TO BE DONE:
1. Copy the passage from the needlepoint article word for word, starting with "Ever since the" and going on through "coarse, loosely-woven linen.".
2. Recast the part of the listing that starts with the line with "segment: gold twix wrapper" and goes on through the end of the listing as a Markdown table with the columns Row and Entry, numbering each line and leaving out blank lines. Include only those lines.

ARTICLE:
++++++++
Canvaswork (Needlepoint)

Roosevelt “Rosey” Grier was born July 14, 1932 in Cuthbert, Georgia. He has had many roles including an actor, Christian minister, and professional football player. After his sports career he worked as a bodyguard for Robert Kennedy during the 1968 presidential campaign and was guarding the senator’s wife, Ethel Kennedy, during the Robert F. Kennedy assassination. Although unable to prevent that killing, Grier took control of the gun and subdued the shooter, Sirhan Sirhan. However, the reason I mention him today is because he is known for his serious pursuit of hobbies not traditionally associated with men such as macramé and needlepoint. He has authored several books, including Rosey Grier’s Needlepoint for Men in 1973. Rosey has had quite an eventful life. I wonder if he took up needlework to relieve some of that stress. To learn more about Rosey’s life go to http://en.wikipedia.org/wiki/Rosey_Grier Today let’s learn a little bit about one of his passions:
Canvaswork (Needlepoint)
Ever since the beginning of the human race, people have sewn things together for shelter or clothing. Examples from Egyptian tombs include decorated arrow quivers that where made of a light tapestry material. Chinese craftsmen may also have had a hand in the development of needlepoint. What we know for sure is that many different techniques evolved depending on the culture, the climate, and the materials available. It is widely accepted that Canvaswork developed as a way to recreate the look of expensive woven tapestries. It is estimated to have begun sometime during the 16th and 17th centuries using coarse, loosely-woven linen.
++++++++
DATASET ROWS:
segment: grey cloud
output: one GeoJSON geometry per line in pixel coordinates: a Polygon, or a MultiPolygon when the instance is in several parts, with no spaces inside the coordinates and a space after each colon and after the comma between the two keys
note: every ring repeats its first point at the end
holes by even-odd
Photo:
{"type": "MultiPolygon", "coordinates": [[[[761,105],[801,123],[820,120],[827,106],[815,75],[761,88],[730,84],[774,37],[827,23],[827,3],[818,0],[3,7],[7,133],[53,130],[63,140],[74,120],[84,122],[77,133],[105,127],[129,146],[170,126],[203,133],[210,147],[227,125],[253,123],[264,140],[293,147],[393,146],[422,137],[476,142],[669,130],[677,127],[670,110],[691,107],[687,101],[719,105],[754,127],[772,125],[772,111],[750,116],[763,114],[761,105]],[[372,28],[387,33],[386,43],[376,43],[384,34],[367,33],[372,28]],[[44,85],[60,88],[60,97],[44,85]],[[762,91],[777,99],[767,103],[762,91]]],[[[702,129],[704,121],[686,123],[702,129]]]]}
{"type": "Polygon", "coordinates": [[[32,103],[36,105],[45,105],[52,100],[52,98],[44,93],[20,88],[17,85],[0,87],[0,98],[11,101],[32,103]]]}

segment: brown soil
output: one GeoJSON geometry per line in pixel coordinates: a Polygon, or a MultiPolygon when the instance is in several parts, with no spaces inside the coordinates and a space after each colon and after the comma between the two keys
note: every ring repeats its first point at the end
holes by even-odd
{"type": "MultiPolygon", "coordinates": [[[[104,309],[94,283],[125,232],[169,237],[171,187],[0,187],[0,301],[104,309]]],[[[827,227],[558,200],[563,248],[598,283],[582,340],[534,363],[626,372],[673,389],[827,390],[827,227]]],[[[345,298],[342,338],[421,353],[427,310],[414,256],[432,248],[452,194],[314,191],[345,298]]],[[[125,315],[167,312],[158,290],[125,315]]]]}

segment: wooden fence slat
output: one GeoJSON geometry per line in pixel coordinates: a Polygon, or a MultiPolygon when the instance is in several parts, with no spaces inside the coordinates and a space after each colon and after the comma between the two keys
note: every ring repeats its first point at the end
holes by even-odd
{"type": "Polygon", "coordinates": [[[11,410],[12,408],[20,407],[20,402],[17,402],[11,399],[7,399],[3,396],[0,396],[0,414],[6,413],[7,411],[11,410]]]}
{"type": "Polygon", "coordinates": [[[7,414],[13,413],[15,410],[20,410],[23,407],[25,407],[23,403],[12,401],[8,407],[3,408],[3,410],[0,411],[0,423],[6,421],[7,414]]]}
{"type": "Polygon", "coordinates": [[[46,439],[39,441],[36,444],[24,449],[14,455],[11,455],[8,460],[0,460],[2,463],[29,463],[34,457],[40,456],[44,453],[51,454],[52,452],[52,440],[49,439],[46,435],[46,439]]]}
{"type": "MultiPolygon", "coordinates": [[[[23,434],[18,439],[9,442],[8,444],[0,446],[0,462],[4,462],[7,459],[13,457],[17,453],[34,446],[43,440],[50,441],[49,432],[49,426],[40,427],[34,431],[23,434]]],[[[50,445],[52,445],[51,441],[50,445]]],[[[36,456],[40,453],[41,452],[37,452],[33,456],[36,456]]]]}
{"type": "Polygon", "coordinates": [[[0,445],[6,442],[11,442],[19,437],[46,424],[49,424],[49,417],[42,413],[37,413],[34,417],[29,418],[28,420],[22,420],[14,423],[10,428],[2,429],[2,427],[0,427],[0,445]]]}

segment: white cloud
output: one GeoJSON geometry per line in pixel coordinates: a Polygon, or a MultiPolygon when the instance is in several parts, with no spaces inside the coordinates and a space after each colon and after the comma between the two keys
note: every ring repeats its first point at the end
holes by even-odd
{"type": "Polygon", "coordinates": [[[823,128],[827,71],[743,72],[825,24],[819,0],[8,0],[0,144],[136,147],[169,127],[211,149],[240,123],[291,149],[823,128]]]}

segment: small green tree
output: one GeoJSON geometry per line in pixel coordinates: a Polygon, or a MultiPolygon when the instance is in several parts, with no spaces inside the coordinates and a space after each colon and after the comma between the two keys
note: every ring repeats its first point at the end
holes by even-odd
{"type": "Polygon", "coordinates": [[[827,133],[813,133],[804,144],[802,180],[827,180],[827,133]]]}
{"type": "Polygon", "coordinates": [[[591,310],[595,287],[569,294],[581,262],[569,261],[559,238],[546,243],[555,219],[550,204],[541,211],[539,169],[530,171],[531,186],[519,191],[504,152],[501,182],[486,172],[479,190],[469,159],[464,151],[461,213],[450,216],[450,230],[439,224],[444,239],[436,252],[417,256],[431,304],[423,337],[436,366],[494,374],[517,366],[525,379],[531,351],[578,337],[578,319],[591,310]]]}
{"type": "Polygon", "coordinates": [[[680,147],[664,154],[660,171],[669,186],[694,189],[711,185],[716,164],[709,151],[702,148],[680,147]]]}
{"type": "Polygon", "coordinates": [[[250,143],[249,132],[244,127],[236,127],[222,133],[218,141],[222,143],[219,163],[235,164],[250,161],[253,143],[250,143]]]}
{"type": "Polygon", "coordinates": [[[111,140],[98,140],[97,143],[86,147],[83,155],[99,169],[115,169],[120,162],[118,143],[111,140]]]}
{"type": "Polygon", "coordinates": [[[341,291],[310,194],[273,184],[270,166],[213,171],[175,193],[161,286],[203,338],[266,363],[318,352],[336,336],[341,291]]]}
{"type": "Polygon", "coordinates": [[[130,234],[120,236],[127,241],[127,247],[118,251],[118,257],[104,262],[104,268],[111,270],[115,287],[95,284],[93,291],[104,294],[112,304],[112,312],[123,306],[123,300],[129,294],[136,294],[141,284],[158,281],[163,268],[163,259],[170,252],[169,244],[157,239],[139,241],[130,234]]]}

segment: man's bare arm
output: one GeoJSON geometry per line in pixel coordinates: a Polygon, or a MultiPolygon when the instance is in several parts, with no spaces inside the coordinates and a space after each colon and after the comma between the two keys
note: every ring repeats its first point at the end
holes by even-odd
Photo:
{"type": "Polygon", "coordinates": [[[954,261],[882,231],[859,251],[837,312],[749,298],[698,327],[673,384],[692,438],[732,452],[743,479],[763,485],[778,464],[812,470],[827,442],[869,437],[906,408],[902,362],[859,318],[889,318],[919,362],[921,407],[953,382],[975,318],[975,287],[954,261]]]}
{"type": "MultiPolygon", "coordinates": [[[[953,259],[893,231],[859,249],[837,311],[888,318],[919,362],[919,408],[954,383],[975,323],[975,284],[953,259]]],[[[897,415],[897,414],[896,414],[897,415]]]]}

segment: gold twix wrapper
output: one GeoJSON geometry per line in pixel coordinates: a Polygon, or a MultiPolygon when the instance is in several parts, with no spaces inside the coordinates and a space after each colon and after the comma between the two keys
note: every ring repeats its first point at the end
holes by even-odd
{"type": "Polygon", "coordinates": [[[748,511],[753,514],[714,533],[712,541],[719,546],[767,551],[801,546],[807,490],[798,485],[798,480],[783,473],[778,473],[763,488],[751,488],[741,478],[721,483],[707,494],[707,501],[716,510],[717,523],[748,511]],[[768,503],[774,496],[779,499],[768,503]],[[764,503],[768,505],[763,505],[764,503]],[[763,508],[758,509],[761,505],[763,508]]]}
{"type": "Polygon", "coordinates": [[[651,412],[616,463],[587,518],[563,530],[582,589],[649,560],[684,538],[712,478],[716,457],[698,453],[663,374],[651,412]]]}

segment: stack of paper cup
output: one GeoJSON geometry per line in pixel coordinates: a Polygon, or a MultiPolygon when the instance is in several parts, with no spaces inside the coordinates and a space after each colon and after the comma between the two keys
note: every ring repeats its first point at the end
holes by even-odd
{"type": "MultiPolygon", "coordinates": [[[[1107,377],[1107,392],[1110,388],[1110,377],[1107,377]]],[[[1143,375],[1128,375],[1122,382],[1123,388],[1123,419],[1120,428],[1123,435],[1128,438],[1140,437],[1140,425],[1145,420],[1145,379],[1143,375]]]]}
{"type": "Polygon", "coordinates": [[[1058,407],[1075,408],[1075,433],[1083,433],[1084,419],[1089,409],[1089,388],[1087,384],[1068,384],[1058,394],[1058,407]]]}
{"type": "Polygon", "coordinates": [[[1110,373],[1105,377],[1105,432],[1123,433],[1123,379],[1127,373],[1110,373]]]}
++++++++
PROBLEM SOLUTIONS:
1.
Ever since the beginning of the human race, people have sewn things together for shelter or clothing. Examples from Egyptian tombs include decorated arrow quivers that where made of a light tapestry material. Chinese craftsmen may also have had a hand in the development of needlepoint. What we know for sure is that many different techniques evolved depending on the culture, the climate, and the materials available. It is widely accepted that Canvaswork developed as a way to recreate the look of expensive woven tapestries. It is estimated to have begun sometime during the 16th and 17th centuries using coarse, loosely-woven linen.

2.
| Row | Entry |
|---|---|
| 1 | segment: gold twix wrapper |
| 2 | output: one GeoJSON geometry per line in pixel coordinates: a Polygon, or a MultiPolygon when the instance is in several parts, with no spaces inside the coordinates and a space after each colon and after the comma between the two keys |
| 3 | note: every ring repeats its first point at the end |
| 4 | holes by even-odd |
| 5 | {"type": "Polygon", "coordinates": [[[748,511],[753,514],[714,533],[712,541],[719,546],[767,551],[801,546],[807,490],[798,485],[798,480],[783,473],[778,473],[763,488],[751,488],[741,478],[721,483],[707,494],[707,501],[716,510],[717,523],[748,511]],[[768,503],[774,496],[779,499],[768,503]],[[764,503],[768,505],[763,505],[764,503]],[[763,508],[758,509],[761,505],[763,508]]]} |
| 6 | {"type": "Polygon", "coordinates": [[[651,412],[616,463],[587,518],[563,530],[582,589],[649,560],[684,538],[712,478],[716,457],[698,453],[663,374],[651,412]]]} |
| 7 | segment: stack of paper cup |
| 8 | output: one GeoJSON geometry per line in pixel coordinates: a Polygon, or a MultiPolygon when the instance is in several parts, with no spaces inside the coordinates and a space after each colon and after the comma between the two keys |
| 9 | note: every ring repeats its first point at the end |
| 10 | holes by even-odd |
| 11 | {"type": "MultiPolygon", "coordinates": [[[[1107,377],[1107,392],[1110,388],[1110,377],[1107,377]]],[[[1143,375],[1128,375],[1122,382],[1123,388],[1123,419],[1120,428],[1123,435],[1128,438],[1140,437],[1140,425],[1145,420],[1145,379],[1143,375]]]]} |
| 12 | {"type": "Polygon", "coordinates": [[[1058,407],[1075,408],[1075,433],[1083,433],[1084,419],[1089,409],[1089,388],[1087,384],[1068,384],[1058,394],[1058,407]]]} |
| 13 | {"type": "Polygon", "coordinates": [[[1110,373],[1105,377],[1105,432],[1123,433],[1123,379],[1127,373],[1110,373]]]} |